Texto apresentado:
---
1. A França elegeu o seu Presidente. A segunda volta será democraticamente relevante, mas a eleição de Macron está garantida. Saber qual a percentagem que cada candidato terá dependerá um pouco da campanha, mas sobretudo da taxa de abstenção. Dos candidatos derrotados Hamon é o que mais danos trará ao sistema político francês. Mas o preço eleitoral que ele pagou deveu-se em grande parte à desastrosa presidência de Hollande.

Há cinco anos escrevi no Publico, antes da segunda volta que Hollande “Será alguma mudança para os franceses, mas em nada mudará a política europeia. A sua personalidade é mais fraca que Sarkozy e ainda fará pender o eixo franco-alemão mais para o lado da Alemanha.” A quimérica ideia que iria “reconstruir a Europa” não passou disso mesmo: uma quimera. Não consigo registar uma contribuição significativa dos socialistas franceses para essa reconstrução europeia, para a qual poderiam e deveriam ter contribuído significativamente.
---
Lista de exercícios:
1. Transcreva, sem qualquer alteração, o trecho das entradas que começa na primeira linha e termina na linha que contém "[[115,60],[114,73],[156,73],[165,72],[165,58],[144,58]]", incluindo as duas extremidades.
2. Escreva a continuação do texto sobre a eleição presidencial francesa, começando logo depois da última frase apresentada.
---
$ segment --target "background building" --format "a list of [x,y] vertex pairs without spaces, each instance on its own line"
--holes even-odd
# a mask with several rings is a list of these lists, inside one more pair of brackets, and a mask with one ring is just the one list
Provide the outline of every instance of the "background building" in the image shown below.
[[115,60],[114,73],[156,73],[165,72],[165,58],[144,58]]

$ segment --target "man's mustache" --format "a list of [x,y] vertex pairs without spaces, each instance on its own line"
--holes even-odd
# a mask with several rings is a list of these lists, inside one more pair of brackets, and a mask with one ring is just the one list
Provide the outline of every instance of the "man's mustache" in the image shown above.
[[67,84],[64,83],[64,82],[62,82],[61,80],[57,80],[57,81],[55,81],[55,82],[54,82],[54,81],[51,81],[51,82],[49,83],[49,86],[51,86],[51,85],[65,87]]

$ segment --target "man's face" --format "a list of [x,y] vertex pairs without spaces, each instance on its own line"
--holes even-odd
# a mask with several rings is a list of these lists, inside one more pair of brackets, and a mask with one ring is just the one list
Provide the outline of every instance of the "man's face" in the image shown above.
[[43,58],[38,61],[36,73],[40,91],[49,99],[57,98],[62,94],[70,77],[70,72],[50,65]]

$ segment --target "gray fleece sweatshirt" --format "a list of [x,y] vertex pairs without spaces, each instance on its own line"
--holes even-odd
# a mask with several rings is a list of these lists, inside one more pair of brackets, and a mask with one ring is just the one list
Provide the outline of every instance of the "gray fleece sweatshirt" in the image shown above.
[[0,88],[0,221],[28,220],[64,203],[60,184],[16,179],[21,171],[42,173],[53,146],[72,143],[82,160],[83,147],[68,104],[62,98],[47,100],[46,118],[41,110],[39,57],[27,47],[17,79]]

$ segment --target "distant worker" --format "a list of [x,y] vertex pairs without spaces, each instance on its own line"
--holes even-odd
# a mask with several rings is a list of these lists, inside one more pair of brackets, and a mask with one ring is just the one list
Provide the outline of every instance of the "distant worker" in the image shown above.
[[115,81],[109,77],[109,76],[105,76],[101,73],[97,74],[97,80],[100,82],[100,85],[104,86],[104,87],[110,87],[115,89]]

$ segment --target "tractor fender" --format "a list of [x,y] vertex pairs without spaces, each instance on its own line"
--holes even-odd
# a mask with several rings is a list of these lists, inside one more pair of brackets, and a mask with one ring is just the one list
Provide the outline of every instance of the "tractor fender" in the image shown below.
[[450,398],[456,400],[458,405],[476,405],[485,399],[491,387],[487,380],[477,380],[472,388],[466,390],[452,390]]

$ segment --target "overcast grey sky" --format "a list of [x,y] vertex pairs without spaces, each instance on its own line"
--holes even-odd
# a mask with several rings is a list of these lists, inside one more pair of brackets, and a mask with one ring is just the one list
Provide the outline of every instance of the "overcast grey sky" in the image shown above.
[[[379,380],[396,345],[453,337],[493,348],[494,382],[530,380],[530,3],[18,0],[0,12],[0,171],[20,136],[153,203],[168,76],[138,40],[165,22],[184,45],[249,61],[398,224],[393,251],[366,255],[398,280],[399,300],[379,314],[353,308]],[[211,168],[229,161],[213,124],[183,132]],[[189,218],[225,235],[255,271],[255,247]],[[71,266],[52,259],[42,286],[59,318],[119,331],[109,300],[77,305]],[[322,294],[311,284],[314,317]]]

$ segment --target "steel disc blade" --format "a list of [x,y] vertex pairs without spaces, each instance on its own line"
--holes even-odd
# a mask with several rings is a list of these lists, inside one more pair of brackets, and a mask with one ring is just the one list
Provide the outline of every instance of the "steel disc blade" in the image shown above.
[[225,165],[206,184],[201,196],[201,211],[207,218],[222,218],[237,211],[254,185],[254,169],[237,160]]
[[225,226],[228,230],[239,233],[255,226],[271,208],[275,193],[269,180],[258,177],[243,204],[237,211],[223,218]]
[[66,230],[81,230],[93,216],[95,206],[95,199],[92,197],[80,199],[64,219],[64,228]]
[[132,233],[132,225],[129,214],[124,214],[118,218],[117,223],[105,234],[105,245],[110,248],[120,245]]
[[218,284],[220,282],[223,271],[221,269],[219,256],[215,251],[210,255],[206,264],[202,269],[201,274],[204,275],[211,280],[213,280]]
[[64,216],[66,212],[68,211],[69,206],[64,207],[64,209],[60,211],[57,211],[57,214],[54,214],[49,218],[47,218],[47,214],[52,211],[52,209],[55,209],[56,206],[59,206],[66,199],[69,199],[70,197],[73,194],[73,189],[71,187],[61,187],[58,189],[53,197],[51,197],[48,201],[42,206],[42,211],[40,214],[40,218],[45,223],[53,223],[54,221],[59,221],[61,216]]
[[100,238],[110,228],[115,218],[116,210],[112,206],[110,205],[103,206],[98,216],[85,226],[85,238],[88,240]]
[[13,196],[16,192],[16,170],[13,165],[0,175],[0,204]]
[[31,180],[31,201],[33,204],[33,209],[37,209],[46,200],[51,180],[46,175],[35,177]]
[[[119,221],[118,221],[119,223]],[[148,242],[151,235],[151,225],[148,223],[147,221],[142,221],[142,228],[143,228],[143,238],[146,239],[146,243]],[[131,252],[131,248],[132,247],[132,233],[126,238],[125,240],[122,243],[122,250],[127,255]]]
---
Respostas por ordem:
1.
$ segment --target "background building" --format "a list of [x,y] vertex pairs without spaces, each instance on its own line"
--holes even-odd
# a mask with several rings is a list of these lists, inside one more pair of brackets, and a mask with one ring is just the one list
Provide the outline of every instance of the "background building" in the image shown below.
[[115,60],[114,73],[156,73],[165,72],[165,58],[144,58]]

2.
Cinco anos volvidos, com uma personagem mais simpática (Hamon), os socialistas continuam com algumas ideias velhas como a de que seria necessário subtrair as despesas de investimento e de defesa ao cálculo do défice publico. Será que não se entende que, mesmo que caso fosse aceite esta proposta e não afectasse o défice, afetaria a dívida, que é o mais importante, e os juros? Na Europa é preciso mudar muita coisa, mas não a noção de défice excessivo. Ora a França no consulado Hollande conseguiu o feito notável de começar com um défice excessivo de -4,8% do PIB em 2012 que reduziu para -4% em 2013 e passados três anos o défice era ainda excessivo (-3,3% do PIB).

Hamon teve a coragem de colocar no seu programa os objetivos, de harmonização fiscal e social na zona euro (que só poderia ser de níveis mínimos), do orçamento da zona euro e da mutualização de parte das dívidas soberanas. Mas como se sabe os eleitores não lêem programas. Para os partidos que estiveram no poder fazem um voto mais retrospetivo do que prospetivo, e aquilo que fizeram com Hamon foi sobretudo penalizar a governação socialista.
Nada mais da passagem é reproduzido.